**DIRECTIVE**
Turn every line of the entries below into a numbered list, skipping blank lines. Leave the pictures out of your answer.

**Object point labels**
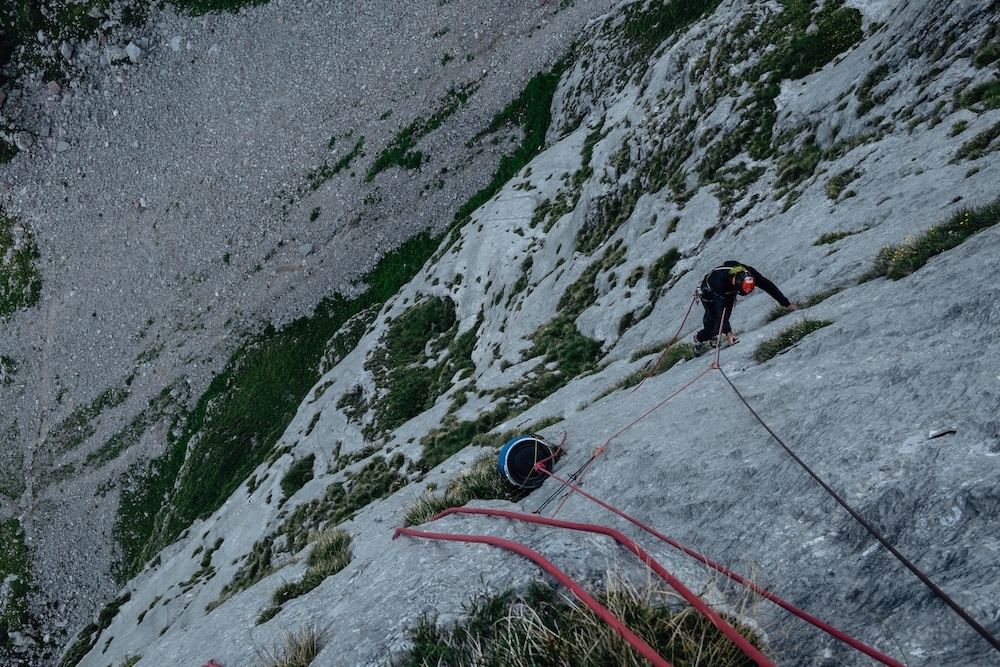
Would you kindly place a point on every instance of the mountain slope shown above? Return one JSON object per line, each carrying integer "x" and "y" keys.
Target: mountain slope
{"x": 800, "y": 142}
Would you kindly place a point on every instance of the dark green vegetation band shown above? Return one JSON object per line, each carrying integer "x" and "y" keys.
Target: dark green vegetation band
{"x": 235, "y": 424}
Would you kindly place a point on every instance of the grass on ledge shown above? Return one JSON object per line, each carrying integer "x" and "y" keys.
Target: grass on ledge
{"x": 899, "y": 261}
{"x": 774, "y": 346}
{"x": 540, "y": 627}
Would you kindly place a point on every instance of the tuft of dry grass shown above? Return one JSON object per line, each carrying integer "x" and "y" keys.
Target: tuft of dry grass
{"x": 545, "y": 627}
{"x": 296, "y": 649}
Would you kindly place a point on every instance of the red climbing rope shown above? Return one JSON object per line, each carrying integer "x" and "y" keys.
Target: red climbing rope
{"x": 825, "y": 627}
{"x": 673, "y": 340}
{"x": 983, "y": 632}
{"x": 602, "y": 612}
{"x": 647, "y": 560}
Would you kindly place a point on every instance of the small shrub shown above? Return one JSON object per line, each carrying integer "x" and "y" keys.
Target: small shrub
{"x": 659, "y": 271}
{"x": 539, "y": 627}
{"x": 898, "y": 261}
{"x": 831, "y": 237}
{"x": 297, "y": 649}
{"x": 793, "y": 334}
{"x": 779, "y": 311}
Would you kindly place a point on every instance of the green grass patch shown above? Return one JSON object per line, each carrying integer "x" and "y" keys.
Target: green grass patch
{"x": 237, "y": 421}
{"x": 582, "y": 294}
{"x": 832, "y": 237}
{"x": 531, "y": 113}
{"x": 87, "y": 638}
{"x": 660, "y": 271}
{"x": 15, "y": 573}
{"x": 781, "y": 311}
{"x": 401, "y": 151}
{"x": 414, "y": 364}
{"x": 771, "y": 347}
{"x": 325, "y": 172}
{"x": 330, "y": 554}
{"x": 899, "y": 261}
{"x": 20, "y": 284}
{"x": 540, "y": 627}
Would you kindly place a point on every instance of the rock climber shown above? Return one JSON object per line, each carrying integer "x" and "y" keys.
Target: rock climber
{"x": 718, "y": 295}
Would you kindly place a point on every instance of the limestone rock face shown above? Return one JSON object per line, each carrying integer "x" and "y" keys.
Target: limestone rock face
{"x": 221, "y": 175}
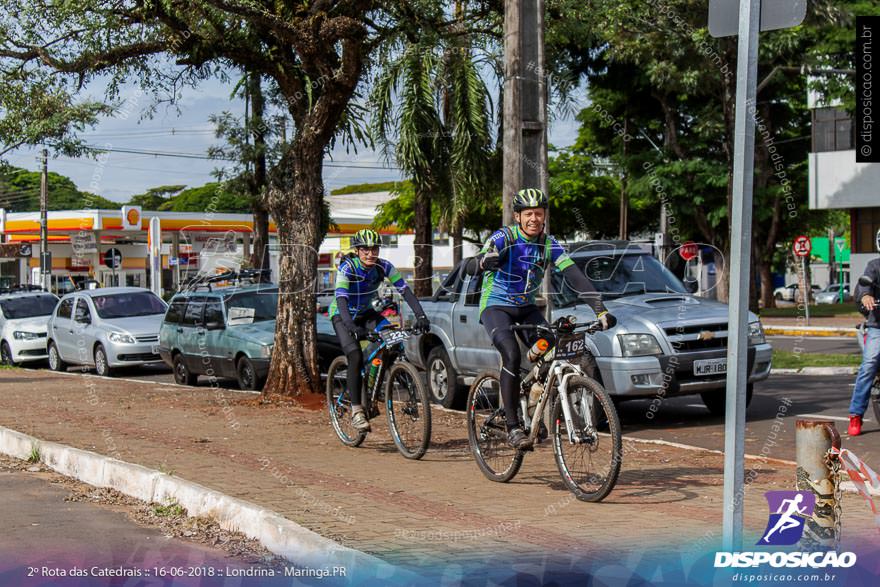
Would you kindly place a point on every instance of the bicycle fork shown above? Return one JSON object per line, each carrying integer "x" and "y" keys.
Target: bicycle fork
{"x": 574, "y": 432}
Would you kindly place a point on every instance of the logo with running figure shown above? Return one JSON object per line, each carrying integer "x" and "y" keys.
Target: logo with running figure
{"x": 788, "y": 513}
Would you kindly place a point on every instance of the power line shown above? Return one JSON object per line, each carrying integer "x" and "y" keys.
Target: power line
{"x": 181, "y": 155}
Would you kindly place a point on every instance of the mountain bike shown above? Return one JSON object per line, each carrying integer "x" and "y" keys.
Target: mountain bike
{"x": 558, "y": 399}
{"x": 386, "y": 377}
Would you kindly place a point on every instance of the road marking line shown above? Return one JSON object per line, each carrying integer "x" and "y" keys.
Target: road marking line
{"x": 822, "y": 417}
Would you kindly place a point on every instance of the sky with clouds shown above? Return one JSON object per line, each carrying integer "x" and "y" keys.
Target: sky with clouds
{"x": 122, "y": 175}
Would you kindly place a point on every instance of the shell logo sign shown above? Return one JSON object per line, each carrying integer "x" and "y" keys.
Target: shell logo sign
{"x": 131, "y": 218}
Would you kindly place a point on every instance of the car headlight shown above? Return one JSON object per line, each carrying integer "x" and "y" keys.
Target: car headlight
{"x": 637, "y": 345}
{"x": 121, "y": 337}
{"x": 756, "y": 333}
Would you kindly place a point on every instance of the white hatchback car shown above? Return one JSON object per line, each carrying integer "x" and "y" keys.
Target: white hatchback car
{"x": 24, "y": 314}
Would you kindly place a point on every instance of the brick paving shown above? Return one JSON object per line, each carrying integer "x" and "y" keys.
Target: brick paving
{"x": 437, "y": 510}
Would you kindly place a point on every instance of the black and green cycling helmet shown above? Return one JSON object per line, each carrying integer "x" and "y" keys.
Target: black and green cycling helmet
{"x": 366, "y": 238}
{"x": 529, "y": 198}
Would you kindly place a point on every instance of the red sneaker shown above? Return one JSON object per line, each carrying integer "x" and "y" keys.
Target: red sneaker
{"x": 855, "y": 425}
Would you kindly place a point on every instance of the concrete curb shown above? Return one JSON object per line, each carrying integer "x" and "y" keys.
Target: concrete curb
{"x": 779, "y": 330}
{"x": 816, "y": 371}
{"x": 278, "y": 534}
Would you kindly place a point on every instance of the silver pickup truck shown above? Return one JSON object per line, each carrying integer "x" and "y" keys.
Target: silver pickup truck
{"x": 667, "y": 342}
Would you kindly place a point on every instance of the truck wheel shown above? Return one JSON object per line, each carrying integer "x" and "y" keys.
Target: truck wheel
{"x": 716, "y": 400}
{"x": 442, "y": 377}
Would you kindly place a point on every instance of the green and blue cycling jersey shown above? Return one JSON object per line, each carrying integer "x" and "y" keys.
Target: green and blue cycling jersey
{"x": 359, "y": 285}
{"x": 523, "y": 262}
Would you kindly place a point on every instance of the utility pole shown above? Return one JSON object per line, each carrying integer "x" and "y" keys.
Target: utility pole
{"x": 624, "y": 201}
{"x": 45, "y": 256}
{"x": 525, "y": 101}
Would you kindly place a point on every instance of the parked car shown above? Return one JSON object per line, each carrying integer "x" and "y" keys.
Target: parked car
{"x": 24, "y": 313}
{"x": 831, "y": 294}
{"x": 106, "y": 328}
{"x": 667, "y": 342}
{"x": 788, "y": 293}
{"x": 228, "y": 332}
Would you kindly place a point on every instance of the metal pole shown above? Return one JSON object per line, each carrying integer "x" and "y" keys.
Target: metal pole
{"x": 805, "y": 294}
{"x": 740, "y": 253}
{"x": 813, "y": 439}
{"x": 45, "y": 261}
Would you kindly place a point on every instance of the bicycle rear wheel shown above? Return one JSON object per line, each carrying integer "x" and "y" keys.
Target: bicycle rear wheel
{"x": 487, "y": 432}
{"x": 589, "y": 466}
{"x": 408, "y": 409}
{"x": 339, "y": 403}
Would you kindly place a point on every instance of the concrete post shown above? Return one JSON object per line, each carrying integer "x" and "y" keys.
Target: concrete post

**EXERCISE OUTPUT**
1. Would you kindly place a point on every instance of the mountain slope shown above? Return one JSON object per line, each carrying integer "x" and "y" keys.
2. Target: mountain slope
3. {"x": 800, "y": 142}
4. Would you kindly place a point on every instance of the dark green vegetation band shown above? Return one JSON object per line, each carrying integer "x" and "y" keys.
5. Target: dark green vegetation band
6. {"x": 235, "y": 424}
7. Would you kindly place a point on every instance of the grass on ledge shown above? Return one JSON object per line, each carrying integer "x" and "y" keys.
8. Target: grass on ledge
9. {"x": 899, "y": 261}
10. {"x": 774, "y": 346}
11. {"x": 540, "y": 627}
12. Would you kindly place a point on every instance of the tuft of dry grass shown above? Return one JSON object per line, each carrying integer "x" and "y" keys.
13. Target: tuft of dry grass
14. {"x": 545, "y": 627}
15. {"x": 296, "y": 649}
16. Would you kindly place a point on every instance of the red climbing rope shown above? Return one JSON object per line, each carrying integer "x" and "y" keys.
17. Target: red climbing rope
18. {"x": 825, "y": 627}
19. {"x": 673, "y": 340}
20. {"x": 983, "y": 632}
21. {"x": 602, "y": 612}
22. {"x": 647, "y": 560}
23. Would you kindly place a point on every instance of the small shrub shown above? Return one JSON object per line, each carrying integer "x" and "y" keys.
24. Target: small shrub
25. {"x": 659, "y": 271}
26. {"x": 539, "y": 627}
27. {"x": 898, "y": 261}
28. {"x": 831, "y": 237}
29. {"x": 297, "y": 649}
30. {"x": 793, "y": 334}
31. {"x": 779, "y": 311}
32. Would you kindly place a point on every instance of the green grass patch shown above? Return one JSON object per line, each carrying integer "x" and "y" keys.
33. Target: green grass patch
34. {"x": 237, "y": 421}
35. {"x": 582, "y": 294}
36. {"x": 832, "y": 237}
37. {"x": 531, "y": 113}
38. {"x": 87, "y": 638}
39. {"x": 660, "y": 271}
40. {"x": 15, "y": 573}
41. {"x": 781, "y": 311}
42. {"x": 401, "y": 151}
43. {"x": 414, "y": 364}
44. {"x": 771, "y": 347}
45. {"x": 325, "y": 172}
46. {"x": 330, "y": 554}
47. {"x": 899, "y": 261}
48. {"x": 20, "y": 284}
49. {"x": 540, "y": 627}
50. Would you kindly place a point on every instance of the rock climber shown above? Return one JSON object per line, each carrying integer "x" and "y" keys.
51. Target: rock climber
52. {"x": 718, "y": 295}
53. Would you kindly place a point on every instance of the limestone rock face shown above? Return one JSON object per line, each carrying integer "x" and "y" keys.
54. Target: limestone rock face
55. {"x": 221, "y": 175}
56. Would you kindly place a point on every instance of the bicycle fork shown above? Return one JSON object per line, each carrying integer "x" and "y" keys.
57. Target: bicycle fork
58. {"x": 574, "y": 432}
59. Would you kindly place a point on every instance of the logo with running figure shown above? Return one JSON object per line, each carrying integer "x" and "y" keys.
60. Target: logo with running figure
61. {"x": 788, "y": 513}
62. Would you kindly place a point on every instance of the power line shown above? Return one JSON object per line, each carrying integer "x" and "y" keys.
63. Target: power line
64. {"x": 181, "y": 155}
65. Would you kindly place a point on every instance of the mountain bike shown above? Return one JSON object per line, each carrying integer "x" and "y" keys.
66. Target: mountain bike
67. {"x": 558, "y": 399}
68. {"x": 386, "y": 377}
69. Would you kindly place a point on every instance of the road marking line shown above? Return one JSON object per line, each carrying integer "x" and "y" keys.
70. Target: road marking line
71. {"x": 822, "y": 417}
72. Would you kindly place a point on every instance of the sky with clouds shown above? Return one JSON object per line, each carrying integer "x" and "y" keys.
73. Target: sky with clouds
74. {"x": 122, "y": 175}
75. Would you kindly place a point on every instance of the shell logo sign shown above? Return one JSON object per line, each carrying integer "x" and "y" keys.
76. Target: shell logo sign
77. {"x": 131, "y": 218}
78. Would you kindly place a point on every instance of the car headlight shown above? Return one JSON object per line, each carrying integer "x" and "y" keys.
79. Target: car headlight
80. {"x": 637, "y": 345}
81. {"x": 121, "y": 337}
82. {"x": 756, "y": 333}
83. Would you kindly place a point on every instance of the white hatchback car shown above? Return one JSON object per line, each carrying integer "x" and "y" keys.
84. Target: white hatchback car
85. {"x": 24, "y": 314}
86. Would you kindly place a point on every instance of the brick paving shown above? Return one JSON object per line, each carrying integer "x" and "y" keys.
87. Target: brick paving
88. {"x": 437, "y": 510}
89. Would you kindly place a point on every instance of the black and green cycling helmet shown above? Return one JSON object per line, each carrying integer "x" and "y" keys.
90. Target: black and green cycling helmet
91. {"x": 366, "y": 238}
92. {"x": 529, "y": 198}
93. Would you kindly place a point on every instance of the red sneaker shown above? Return one JSON object per line, each carrying integer "x" and "y" keys.
94. Target: red sneaker
95. {"x": 855, "y": 425}
96. Would you kindly place a point on every instance of the concrete curb shown above? Return one JSON object per line, each carrying integer "x" and "y" keys.
97. Target: concrete curb
98. {"x": 779, "y": 330}
99. {"x": 816, "y": 371}
100. {"x": 278, "y": 534}
101. Would you kindly place a point on every instance of the silver pickup truck shown above? Return one JSON object per line, each carrying integer "x" and "y" keys.
102. Target: silver pickup truck
103. {"x": 667, "y": 342}
104. Would you kindly place a point on every instance of the truck wheel shown above? Return one JSON object per line, each carrying integer "x" and "y" keys.
105. Target: truck wheel
106. {"x": 716, "y": 400}
107. {"x": 442, "y": 377}
108. Would you kindly place a point on every instance of the green and blue cycling jersey shown above? Return one JSON object per line, each carrying integer "x" and "y" keys.
109. Target: green and blue cycling jersey
110. {"x": 359, "y": 285}
111. {"x": 523, "y": 262}
112. Would you kindly place a point on every instance of the utility pole shown above? Return one JSON object per line, each carrying integer "x" and "y" keys.
113. Target: utility pole
114. {"x": 624, "y": 201}
115. {"x": 45, "y": 256}
116. {"x": 525, "y": 101}
117. Would you kindly place a point on every instance of the parked car shown above? Return one JSON object per line, each carrying integer "x" and "y" keys.
118. Target: parked car
119. {"x": 24, "y": 313}
120. {"x": 831, "y": 294}
121. {"x": 106, "y": 328}
122. {"x": 667, "y": 342}
123. {"x": 788, "y": 293}
124. {"x": 228, "y": 332}
125. Would you kindly place a point on every instance of the metal pole shown above? Return one JSON object per line, each carrying integer "x" and "y" keys.
126. Target: metal pole
127. {"x": 805, "y": 294}
128. {"x": 740, "y": 253}
129. {"x": 813, "y": 439}
130. {"x": 45, "y": 261}
131. Would you kindly place a point on every instance of the bicycle rear wheel shown above? Return one JSON object per line, each carrying integer "x" and "y" keys.
132. Target: bicycle rear wheel
133. {"x": 487, "y": 432}
134. {"x": 589, "y": 466}
135. {"x": 408, "y": 409}
136. {"x": 339, "y": 403}
137. Would you kindly place a point on every instance of the concrete post shown above? Return one JSON object per line, each carrying integer "x" and "y" keys.
138. Target: concrete post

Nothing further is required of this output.